## [WHAT YOU HAVE TO DO]
Transcribe, word for word, the line containing "Where can you find the white cloud" and each line following it through the end of the listing below. Omit all other lines.
--------------------
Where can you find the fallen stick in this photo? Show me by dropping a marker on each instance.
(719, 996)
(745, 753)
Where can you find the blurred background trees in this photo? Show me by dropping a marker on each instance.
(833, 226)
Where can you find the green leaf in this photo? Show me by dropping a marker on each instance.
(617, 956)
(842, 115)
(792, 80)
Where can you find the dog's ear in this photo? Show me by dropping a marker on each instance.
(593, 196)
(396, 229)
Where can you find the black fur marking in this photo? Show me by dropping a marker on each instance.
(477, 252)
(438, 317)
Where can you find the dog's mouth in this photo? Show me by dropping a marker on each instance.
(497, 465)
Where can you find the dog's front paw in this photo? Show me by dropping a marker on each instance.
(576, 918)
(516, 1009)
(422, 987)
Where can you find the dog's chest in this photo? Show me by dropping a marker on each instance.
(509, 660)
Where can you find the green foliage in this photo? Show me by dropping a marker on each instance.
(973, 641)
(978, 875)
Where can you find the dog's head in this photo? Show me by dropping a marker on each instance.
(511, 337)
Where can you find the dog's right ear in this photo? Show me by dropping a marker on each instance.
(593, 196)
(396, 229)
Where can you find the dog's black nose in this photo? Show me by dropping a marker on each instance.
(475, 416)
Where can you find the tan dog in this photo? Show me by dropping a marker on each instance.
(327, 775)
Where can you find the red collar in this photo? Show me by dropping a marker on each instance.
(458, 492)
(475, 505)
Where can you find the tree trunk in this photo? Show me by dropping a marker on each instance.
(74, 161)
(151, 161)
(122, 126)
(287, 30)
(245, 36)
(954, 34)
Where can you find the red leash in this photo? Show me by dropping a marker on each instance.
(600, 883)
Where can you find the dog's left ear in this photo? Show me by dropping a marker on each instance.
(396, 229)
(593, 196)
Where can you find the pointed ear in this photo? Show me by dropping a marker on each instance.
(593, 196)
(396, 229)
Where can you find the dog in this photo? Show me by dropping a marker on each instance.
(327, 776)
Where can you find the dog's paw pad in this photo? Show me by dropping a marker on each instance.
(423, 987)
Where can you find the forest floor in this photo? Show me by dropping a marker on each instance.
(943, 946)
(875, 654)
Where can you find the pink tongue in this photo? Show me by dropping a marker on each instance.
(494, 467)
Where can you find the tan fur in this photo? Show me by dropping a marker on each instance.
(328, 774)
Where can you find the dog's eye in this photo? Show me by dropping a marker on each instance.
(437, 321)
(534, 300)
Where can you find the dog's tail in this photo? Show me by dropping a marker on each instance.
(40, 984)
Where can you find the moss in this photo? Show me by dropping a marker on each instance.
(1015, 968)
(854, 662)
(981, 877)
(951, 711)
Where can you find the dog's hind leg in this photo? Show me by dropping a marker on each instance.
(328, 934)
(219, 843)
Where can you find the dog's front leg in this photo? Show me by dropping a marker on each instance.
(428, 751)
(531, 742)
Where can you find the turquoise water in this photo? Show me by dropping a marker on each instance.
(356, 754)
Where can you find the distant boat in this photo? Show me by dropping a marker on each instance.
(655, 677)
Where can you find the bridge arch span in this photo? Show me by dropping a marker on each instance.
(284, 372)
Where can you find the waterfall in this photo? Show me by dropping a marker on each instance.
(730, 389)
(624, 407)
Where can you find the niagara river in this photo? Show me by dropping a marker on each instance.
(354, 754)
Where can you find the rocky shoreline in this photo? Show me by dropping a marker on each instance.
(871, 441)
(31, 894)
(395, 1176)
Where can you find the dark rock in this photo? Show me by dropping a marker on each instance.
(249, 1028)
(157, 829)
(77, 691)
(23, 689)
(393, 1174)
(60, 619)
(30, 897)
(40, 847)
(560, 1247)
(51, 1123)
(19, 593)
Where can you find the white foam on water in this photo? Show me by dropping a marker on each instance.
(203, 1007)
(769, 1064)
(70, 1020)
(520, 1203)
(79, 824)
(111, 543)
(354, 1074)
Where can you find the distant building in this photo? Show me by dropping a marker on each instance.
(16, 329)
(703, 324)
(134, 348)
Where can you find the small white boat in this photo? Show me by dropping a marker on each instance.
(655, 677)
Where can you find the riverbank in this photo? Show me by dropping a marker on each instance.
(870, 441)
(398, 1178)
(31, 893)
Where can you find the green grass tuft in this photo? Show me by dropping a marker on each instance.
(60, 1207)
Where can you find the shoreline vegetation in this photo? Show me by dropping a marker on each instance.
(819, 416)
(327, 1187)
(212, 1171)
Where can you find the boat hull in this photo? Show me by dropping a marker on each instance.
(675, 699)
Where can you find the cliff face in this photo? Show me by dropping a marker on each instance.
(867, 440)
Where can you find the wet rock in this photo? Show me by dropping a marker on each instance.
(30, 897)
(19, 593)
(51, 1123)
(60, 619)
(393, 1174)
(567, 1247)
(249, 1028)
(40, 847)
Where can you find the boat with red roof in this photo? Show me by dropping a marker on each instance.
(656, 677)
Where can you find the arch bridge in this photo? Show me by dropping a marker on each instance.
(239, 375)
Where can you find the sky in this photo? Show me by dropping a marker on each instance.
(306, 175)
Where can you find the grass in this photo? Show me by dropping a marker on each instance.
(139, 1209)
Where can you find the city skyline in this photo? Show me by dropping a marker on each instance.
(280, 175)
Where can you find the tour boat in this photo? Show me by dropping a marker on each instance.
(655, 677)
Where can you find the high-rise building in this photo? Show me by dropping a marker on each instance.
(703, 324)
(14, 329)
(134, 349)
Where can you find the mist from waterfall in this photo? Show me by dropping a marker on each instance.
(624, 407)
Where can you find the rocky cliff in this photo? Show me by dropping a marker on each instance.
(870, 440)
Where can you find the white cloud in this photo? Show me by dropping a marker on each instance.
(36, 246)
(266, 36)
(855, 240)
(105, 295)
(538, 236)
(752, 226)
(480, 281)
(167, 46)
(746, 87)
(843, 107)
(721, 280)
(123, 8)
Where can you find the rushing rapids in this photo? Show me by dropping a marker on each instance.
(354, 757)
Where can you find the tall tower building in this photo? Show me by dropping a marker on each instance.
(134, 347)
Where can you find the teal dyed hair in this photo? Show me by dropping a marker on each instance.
--------------------
## [RESPONSE FOR THIS EXERCISE]
Where can you find the white cloud in this photo? Show me by dropping a marker on each instance.
(36, 246)
(266, 36)
(855, 240)
(105, 295)
(538, 236)
(752, 226)
(480, 281)
(167, 46)
(746, 87)
(843, 107)
(721, 280)
(123, 8)
Where can you find the rushing rapids in this photo? Show me by dropping a marker on each instance.
(354, 757)
Where can you find the tall tower building in this photo? Show me by dropping a marker on each instance.
(134, 347)
Where can you find the teal dyed hair in this photo? Show me by dropping a marker on each instance.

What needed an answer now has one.